GIVEN TASK | Convert the data below, starting at the line containing "Objective — one point per instance of the metal ladle" and ending at the end of the data, into a two-column CSV with the headers instruction and coordinates. Write one row for each instruction and its coordinates, with each field in double quotes and any line breaks replaced by spaces.

STORED ROWS |

------------------------------------

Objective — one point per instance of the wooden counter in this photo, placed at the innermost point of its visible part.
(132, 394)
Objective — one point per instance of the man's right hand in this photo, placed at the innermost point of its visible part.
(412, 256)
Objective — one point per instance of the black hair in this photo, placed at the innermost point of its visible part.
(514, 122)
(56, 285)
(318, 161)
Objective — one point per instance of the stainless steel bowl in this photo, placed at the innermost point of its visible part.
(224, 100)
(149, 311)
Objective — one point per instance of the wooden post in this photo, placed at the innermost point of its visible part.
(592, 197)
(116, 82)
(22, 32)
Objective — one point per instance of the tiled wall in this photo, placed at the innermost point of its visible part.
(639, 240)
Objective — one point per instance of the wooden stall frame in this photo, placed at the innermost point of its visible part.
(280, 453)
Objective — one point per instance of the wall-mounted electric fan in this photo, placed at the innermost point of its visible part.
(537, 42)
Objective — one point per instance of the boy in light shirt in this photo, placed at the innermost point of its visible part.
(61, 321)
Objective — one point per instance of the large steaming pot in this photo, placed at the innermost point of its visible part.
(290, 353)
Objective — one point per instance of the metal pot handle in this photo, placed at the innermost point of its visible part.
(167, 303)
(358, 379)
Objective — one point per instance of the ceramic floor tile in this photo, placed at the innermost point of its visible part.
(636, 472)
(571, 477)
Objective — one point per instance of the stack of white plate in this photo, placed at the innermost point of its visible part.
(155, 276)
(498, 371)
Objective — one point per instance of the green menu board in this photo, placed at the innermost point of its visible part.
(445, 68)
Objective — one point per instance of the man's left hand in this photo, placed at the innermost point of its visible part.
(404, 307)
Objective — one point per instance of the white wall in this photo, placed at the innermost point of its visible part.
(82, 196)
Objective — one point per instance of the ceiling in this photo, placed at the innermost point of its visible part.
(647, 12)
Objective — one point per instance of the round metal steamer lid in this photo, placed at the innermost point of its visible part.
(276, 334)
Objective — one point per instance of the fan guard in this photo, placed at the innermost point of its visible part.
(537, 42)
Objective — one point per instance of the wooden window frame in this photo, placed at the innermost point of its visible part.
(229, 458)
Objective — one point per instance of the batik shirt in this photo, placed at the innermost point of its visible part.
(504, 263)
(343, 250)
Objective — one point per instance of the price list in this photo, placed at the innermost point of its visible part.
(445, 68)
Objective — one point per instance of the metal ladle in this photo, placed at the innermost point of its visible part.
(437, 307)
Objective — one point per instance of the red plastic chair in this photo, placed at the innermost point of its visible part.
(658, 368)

------------------------------------

THE REPLY |
instruction,coordinates
"Objective — one point per instance of the metal ladle in this photo, placed at the innermost point of its visible part.","(437, 307)"
"Objective — one point per instance of the red plastic chair in this photo, placed at the innermost point of its visible part.","(658, 368)"